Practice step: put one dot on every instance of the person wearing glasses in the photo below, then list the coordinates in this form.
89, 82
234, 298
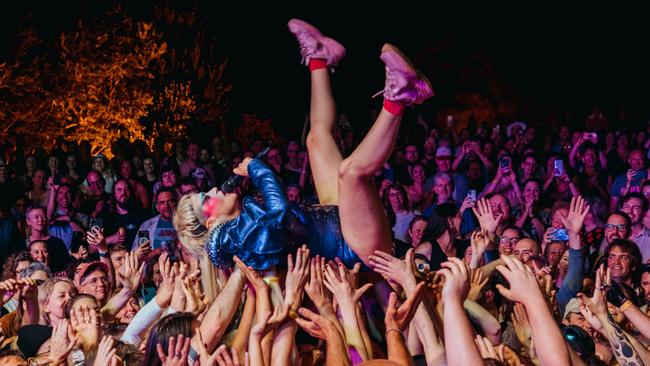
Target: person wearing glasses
636, 206
509, 237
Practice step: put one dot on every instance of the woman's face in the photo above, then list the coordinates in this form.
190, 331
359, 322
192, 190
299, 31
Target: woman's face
417, 173
221, 205
85, 303
59, 298
71, 162
20, 267
169, 179
39, 252
128, 311
416, 232
554, 253
53, 162
532, 191
64, 197
39, 178
98, 165
148, 165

- ASSIGNED TASK -
Transcribe the records above exactly, skipping pictures.

- RESULT BELOW -
Practice step: put one dot on every instance of the person wearing glasses in the photo below, then list the coordinates in this form.
89, 82
234, 298
Target: person wearing glasses
636, 206
509, 237
Practice step: put one dot on every instance of the woman's face in the photo above, then list the coordinates in this form.
190, 331
359, 322
192, 190
299, 31
Target: woman's face
417, 173
221, 205
85, 303
59, 298
71, 162
20, 267
169, 179
39, 252
128, 311
416, 232
554, 253
53, 162
532, 191
64, 197
39, 178
98, 165
148, 165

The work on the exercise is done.